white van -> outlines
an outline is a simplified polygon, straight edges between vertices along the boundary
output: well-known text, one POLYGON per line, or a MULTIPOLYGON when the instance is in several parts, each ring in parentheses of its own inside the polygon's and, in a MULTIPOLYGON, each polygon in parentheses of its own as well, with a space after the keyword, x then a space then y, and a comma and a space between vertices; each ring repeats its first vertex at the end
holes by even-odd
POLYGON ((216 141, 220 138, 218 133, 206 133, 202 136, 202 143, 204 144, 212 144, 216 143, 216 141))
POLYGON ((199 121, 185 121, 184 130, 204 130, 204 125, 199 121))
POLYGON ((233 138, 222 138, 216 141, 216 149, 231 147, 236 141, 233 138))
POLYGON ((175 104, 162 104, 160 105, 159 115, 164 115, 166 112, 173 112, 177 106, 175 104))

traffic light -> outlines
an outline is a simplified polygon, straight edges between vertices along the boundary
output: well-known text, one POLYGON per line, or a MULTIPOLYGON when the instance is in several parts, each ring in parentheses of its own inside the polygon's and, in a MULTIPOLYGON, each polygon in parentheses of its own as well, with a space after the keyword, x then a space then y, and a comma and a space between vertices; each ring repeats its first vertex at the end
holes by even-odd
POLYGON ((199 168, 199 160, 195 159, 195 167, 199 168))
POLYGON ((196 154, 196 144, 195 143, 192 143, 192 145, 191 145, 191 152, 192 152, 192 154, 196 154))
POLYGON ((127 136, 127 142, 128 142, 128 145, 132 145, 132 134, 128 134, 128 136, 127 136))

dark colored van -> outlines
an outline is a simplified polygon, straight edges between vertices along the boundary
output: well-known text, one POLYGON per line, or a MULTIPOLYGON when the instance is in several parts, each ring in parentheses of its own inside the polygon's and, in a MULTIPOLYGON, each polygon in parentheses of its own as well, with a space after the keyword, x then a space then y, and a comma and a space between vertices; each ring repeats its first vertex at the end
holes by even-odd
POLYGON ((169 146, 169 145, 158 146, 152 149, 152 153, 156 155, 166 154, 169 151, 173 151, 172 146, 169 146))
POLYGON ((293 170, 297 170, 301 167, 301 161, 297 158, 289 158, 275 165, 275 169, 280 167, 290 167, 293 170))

___

■ **課題の内容**:
「traffic light -> outlines」のある行から「POLYGON ((127 136, 127」のある行まで（両端を含む）を書き写せ。その際「traffic light」を「traffic signal」に改め、ほかは一切変えないこと。

■ **課題への解答**:
traffic signal -> outlines
an outline is a simplified polygon, straight edges between vertices along the boundary
output: well-known text, one POLYGON per line, or a MULTIPOLYGON when the instance is in several parts, each ring in parentheses of its own inside the polygon's and, in a MULTIPOLYGON, each polygon in parentheses of its own as well, with a space after the keyword, x then a space then y, and a comma and a space between vertices; each ring repeats its first vertex at the end
holes by even-odd
POLYGON ((199 168, 199 160, 195 159, 195 167, 199 168))
POLYGON ((196 154, 196 144, 195 143, 192 143, 192 145, 191 145, 191 152, 192 152, 192 154, 196 154))
POLYGON ((127 136, 127 142, 128 142, 128 145, 132 145, 132 134, 128 134, 128 136, 127 136))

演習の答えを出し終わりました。